### 練習問題
「Could you please put a dot on the red volcanic」を含む行から書き写し始め、「column 46, row 523」を含む行を写したところで止めよ。両端の行も含め、一字も変えずに再掲すること。

### 提供資料
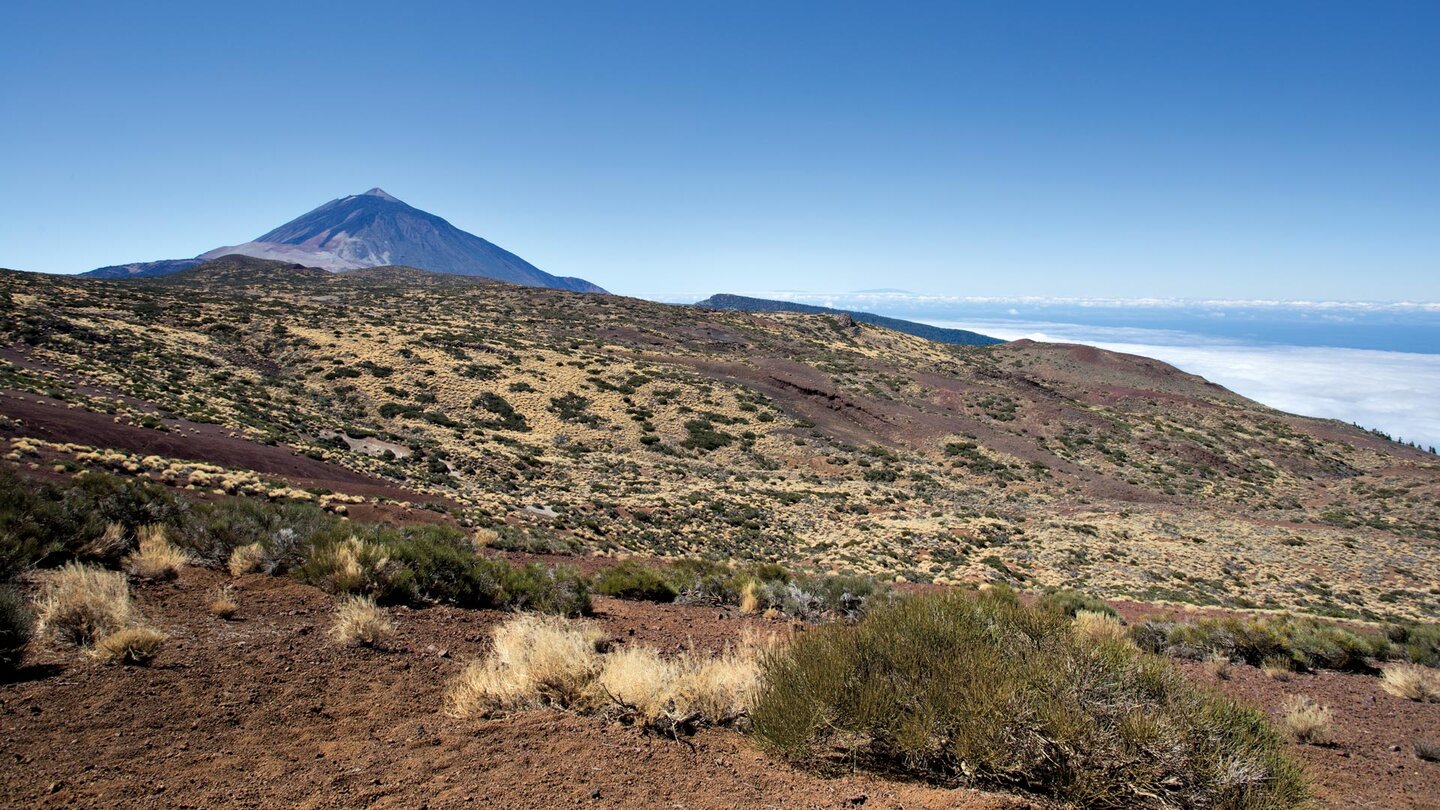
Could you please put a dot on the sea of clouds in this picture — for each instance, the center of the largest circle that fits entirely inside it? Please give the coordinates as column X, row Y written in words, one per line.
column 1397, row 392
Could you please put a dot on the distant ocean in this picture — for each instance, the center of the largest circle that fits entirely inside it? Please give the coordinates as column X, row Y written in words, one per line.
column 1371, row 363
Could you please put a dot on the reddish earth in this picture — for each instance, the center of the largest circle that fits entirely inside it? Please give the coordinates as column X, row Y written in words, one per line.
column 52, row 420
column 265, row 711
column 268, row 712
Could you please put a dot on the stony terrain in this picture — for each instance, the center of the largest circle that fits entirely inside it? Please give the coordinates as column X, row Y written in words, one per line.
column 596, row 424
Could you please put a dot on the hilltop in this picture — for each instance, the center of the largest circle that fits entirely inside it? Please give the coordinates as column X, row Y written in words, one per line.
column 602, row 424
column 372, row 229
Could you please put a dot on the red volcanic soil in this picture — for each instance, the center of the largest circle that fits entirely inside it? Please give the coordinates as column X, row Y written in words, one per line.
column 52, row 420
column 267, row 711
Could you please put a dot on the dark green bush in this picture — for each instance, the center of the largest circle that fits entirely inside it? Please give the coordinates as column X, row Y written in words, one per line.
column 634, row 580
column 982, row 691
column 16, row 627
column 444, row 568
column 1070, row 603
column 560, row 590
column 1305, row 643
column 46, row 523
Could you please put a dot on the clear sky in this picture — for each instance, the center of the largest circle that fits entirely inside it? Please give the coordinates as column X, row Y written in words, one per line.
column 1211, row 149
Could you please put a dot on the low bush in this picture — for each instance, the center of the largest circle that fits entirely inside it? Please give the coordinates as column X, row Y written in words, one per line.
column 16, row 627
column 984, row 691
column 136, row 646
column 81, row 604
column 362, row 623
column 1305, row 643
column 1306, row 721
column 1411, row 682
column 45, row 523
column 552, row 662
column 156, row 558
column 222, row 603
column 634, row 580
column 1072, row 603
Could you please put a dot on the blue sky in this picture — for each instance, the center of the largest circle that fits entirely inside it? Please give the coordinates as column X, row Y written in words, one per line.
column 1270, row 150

### 記述解答
Could you please put a dot on the red volcanic soil in this picture — for each instance, the center of the largest circle that fits entirely inside it? Please give the coordinates as column X, row Y written in words, one per line.
column 52, row 420
column 267, row 711
Could you please put a dot on the dark green bush in this picture — for each instance, the center of the largest circle that fits entirely inside it? Please give the coordinates as column X, row Y written in words, one per line.
column 634, row 580
column 982, row 691
column 16, row 627
column 444, row 568
column 1070, row 603
column 560, row 590
column 1305, row 643
column 46, row 523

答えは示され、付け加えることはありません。